EXERCISE DATA:
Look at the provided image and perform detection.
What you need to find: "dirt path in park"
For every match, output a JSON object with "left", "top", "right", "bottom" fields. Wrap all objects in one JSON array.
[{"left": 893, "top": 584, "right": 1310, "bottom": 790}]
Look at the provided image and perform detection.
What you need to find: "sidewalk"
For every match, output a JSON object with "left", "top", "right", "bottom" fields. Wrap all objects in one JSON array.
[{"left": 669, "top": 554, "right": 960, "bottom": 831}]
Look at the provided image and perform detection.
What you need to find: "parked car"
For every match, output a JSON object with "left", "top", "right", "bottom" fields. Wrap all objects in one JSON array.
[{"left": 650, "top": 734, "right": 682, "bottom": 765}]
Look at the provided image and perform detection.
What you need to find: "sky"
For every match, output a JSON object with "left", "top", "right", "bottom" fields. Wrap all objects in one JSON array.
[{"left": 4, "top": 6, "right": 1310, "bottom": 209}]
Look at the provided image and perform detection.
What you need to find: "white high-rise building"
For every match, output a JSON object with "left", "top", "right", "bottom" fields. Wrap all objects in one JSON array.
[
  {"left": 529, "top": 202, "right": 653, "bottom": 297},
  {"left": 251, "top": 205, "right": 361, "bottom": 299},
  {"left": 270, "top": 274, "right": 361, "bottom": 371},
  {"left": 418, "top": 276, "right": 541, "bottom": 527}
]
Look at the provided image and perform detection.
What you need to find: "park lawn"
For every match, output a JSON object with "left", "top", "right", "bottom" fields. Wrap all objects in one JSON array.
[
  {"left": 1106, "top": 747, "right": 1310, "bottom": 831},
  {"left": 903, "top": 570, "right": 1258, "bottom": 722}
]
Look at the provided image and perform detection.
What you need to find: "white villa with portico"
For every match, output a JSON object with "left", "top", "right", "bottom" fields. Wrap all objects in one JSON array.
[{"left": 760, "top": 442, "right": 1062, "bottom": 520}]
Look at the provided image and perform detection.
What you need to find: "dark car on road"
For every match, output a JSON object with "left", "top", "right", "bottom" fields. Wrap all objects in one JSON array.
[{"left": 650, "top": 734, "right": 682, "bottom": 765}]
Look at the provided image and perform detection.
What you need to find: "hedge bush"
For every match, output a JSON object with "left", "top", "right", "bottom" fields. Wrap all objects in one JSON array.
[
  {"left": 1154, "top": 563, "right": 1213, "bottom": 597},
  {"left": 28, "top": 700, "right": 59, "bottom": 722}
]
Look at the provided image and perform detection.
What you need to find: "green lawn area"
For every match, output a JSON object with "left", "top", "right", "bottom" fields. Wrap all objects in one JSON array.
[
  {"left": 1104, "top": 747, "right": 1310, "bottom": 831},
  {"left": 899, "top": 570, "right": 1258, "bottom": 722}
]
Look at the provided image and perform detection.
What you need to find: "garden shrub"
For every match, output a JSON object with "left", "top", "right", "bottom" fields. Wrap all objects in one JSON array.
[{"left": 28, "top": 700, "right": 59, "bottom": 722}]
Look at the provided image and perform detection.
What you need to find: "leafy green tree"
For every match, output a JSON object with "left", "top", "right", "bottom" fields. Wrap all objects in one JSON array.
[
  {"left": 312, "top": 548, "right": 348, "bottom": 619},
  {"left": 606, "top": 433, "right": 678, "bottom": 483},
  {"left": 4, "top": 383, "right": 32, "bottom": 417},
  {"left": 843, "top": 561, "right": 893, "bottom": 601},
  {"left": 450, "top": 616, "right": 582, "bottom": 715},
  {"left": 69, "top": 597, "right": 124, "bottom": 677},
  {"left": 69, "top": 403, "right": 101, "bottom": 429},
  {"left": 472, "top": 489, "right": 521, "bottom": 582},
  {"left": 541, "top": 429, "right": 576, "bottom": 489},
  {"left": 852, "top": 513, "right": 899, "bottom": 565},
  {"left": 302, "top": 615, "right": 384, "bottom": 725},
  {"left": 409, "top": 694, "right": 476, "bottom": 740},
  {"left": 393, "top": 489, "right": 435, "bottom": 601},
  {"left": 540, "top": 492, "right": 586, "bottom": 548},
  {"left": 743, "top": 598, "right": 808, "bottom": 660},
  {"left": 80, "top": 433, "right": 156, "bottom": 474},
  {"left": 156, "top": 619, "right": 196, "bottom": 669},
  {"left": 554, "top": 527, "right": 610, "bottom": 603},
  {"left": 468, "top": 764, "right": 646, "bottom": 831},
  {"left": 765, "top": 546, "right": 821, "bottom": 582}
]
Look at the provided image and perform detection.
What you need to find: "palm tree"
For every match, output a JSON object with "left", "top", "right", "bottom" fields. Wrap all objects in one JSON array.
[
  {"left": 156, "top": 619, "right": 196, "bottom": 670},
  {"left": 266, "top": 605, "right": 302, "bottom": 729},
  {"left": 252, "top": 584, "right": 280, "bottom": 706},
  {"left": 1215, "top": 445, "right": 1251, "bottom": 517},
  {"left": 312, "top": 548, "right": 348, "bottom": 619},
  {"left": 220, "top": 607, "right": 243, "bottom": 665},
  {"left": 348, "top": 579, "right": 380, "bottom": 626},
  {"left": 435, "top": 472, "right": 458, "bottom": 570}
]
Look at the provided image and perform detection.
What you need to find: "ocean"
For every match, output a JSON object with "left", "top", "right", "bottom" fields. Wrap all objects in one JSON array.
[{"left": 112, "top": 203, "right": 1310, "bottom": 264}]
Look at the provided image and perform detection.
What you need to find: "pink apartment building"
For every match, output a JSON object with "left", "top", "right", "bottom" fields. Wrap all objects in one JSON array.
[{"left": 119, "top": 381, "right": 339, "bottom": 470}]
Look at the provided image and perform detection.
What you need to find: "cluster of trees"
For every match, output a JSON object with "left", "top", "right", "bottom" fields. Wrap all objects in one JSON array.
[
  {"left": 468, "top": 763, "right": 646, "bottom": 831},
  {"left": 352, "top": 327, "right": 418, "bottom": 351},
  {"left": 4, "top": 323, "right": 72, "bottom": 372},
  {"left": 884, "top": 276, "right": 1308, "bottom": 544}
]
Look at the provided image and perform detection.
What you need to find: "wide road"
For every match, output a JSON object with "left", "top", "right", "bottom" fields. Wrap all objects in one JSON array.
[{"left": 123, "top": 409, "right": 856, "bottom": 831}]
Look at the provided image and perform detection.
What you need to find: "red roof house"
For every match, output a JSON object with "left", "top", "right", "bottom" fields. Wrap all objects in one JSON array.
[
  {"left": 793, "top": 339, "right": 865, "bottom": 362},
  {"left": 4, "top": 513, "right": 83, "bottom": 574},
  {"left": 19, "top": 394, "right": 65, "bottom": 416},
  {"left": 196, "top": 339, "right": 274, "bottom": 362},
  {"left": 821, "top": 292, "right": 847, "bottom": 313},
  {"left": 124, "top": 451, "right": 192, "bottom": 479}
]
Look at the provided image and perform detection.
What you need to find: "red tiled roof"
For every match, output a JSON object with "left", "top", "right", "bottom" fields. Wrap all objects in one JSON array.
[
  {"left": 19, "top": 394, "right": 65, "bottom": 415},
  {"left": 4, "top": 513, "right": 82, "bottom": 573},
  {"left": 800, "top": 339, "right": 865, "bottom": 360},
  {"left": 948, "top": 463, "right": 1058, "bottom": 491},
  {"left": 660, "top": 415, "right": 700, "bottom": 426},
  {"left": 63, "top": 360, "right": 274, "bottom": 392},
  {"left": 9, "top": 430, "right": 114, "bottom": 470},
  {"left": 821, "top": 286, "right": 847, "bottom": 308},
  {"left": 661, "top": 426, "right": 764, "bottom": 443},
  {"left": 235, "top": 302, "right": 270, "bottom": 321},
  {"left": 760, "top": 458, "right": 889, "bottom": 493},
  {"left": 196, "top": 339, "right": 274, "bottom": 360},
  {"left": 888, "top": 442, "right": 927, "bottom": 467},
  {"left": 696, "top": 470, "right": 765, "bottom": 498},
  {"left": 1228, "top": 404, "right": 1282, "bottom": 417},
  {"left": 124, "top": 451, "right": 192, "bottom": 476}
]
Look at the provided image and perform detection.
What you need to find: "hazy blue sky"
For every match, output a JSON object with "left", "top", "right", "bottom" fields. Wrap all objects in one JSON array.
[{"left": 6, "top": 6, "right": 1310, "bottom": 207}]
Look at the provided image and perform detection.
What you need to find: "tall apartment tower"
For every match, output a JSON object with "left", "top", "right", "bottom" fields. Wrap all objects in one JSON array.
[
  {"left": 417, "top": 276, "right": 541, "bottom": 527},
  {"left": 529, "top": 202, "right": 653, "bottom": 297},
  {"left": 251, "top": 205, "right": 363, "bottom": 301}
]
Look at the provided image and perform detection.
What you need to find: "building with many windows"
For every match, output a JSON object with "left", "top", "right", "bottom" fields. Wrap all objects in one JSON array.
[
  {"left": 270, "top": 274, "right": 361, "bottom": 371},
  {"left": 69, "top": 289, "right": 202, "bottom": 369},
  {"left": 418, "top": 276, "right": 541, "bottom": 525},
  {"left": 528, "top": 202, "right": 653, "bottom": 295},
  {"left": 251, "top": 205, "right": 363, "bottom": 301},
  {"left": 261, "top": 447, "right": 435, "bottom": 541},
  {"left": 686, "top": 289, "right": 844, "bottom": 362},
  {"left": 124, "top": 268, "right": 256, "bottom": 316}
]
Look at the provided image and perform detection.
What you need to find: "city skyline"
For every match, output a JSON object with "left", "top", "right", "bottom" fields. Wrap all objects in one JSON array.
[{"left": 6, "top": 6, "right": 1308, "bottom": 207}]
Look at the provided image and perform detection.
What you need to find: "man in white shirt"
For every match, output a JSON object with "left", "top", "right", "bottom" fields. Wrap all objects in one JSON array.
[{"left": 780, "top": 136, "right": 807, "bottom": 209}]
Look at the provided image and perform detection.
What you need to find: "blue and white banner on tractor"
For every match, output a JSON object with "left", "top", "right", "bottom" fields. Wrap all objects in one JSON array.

SHORT TASK:
How many lines in the material above contain the string "roof", matching case exactly? Reply with the number alone.

THE COMPLETED TASK:
2